-- start RECORDS SHOWN --
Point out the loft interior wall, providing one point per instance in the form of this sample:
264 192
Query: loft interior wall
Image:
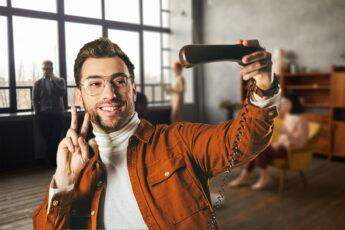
312 29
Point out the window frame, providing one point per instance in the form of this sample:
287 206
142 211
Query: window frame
9 11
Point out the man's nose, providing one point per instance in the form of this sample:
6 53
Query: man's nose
109 91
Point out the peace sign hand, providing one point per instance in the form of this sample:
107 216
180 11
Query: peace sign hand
73 152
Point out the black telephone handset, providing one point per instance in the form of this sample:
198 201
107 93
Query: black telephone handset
191 55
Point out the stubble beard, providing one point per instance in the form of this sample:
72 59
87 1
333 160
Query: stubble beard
125 117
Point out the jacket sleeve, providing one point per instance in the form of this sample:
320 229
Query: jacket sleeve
59 87
211 146
58 216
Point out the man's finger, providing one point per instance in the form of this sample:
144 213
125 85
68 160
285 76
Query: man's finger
69 144
256 56
253 43
85 125
84 149
256 66
74 118
71 133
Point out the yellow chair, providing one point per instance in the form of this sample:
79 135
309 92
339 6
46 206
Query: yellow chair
298 159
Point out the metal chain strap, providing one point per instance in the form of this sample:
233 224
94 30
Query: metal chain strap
232 160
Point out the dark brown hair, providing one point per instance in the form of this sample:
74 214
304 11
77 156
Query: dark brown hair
47 62
100 48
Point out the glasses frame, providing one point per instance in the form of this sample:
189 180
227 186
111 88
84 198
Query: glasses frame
106 79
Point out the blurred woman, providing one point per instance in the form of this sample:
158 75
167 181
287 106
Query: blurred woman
293 133
177 93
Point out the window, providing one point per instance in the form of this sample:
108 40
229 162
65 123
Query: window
84 8
77 34
122 11
4 53
4 84
129 43
151 14
59 28
30 50
39 5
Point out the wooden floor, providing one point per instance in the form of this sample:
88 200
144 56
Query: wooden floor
320 206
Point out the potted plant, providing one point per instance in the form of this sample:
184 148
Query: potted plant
230 108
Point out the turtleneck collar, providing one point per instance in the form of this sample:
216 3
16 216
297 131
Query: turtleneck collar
119 136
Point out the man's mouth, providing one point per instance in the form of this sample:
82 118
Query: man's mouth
110 108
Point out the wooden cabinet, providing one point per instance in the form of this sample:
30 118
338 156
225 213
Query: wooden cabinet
337 111
323 98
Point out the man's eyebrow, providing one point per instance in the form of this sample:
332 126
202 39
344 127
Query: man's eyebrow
120 74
-- end RECORDS SHOWN --
__WHAT IS REQUIRED__. Change every "Point out" in the material to "Locate" and reproduce the rest without alteration, leaving out the pictures.

__COMPLETE RESPONSE__.
Locate the loft interior wall, providing one point per instance in the form of this sample:
264 192
Query: loft interior wall
Image:
312 29
Locate the window frame, providing one point per instance in the form of this sample:
287 206
142 211
Query: window frame
9 11
Locate the man's nose, providing one point per instance in the form of this sample:
6 53
Query: man's nose
109 91
Locate the peace sign hand, providing one point per instance in the form of this sample:
107 216
180 11
Query: peace sign hand
73 152
Locate the black telephone handset, providing one point per instance in the form of this sample:
198 201
107 93
Query: black telephone handset
191 55
Locate the stubble beard, providing one point per instance in the form of this sample:
72 59
87 1
333 160
Query: stubble beard
125 117
Locate the jacket sleeve, providing one point per instance in the form of this sample:
320 229
Query: jacket sleeve
59 87
211 146
58 216
Locate the man's finger, providing one point per instance in the form of this sample:
144 213
125 85
68 160
285 76
Query: man's finger
69 144
256 56
253 43
85 125
84 149
256 66
74 118
71 133
Locate the yellow chair, providing one point per instance in the form of this sample:
79 135
309 92
339 6
46 206
Query: yellow chair
298 159
Locate the metal chain strap, providing one point per instance in the form of this sample:
233 224
94 30
Query: metal chain strap
232 160
Locate the dark brown hair, providing one point per instance in the form of this sample:
74 214
304 11
77 156
Query: dark brown hair
47 62
100 48
Locate the glasses frame, providing one point per instance in the form of this sample:
189 180
227 186
111 88
84 198
Query: glasses frame
106 79
Locate the blurred woman, providing one point per instance in the form of this sample:
158 75
167 181
287 106
Query: blurred woman
293 133
177 93
Locate the window, providing one point per instance in the form of this sample:
108 40
229 162
65 123
Query: window
84 8
77 34
122 11
4 53
4 84
129 43
151 14
59 28
30 50
39 5
Locate the wooden floor, providing one point per instance in the form of this sample:
88 200
144 56
Query: wooden floor
320 206
Locate the potted plant, providing one point per instance in the form of this sample:
184 148
Query: potted plant
230 108
Locate the turtleneck collar, providing one point per instance in the form of this sample:
216 3
16 216
297 131
Query: turtleneck collar
119 136
Locate the man's mouth, providing one point per instance in the form of this sample:
82 118
Query: man's mouth
110 108
Locate the wooden cabinet, providing one point per instance in the form of this sample:
30 118
338 156
225 213
Query: wooden cabinet
337 111
323 98
Locate the man's eyebrow, providing one point per instance in the form of this sample:
332 126
202 39
344 127
Query: man's eyebrow
120 74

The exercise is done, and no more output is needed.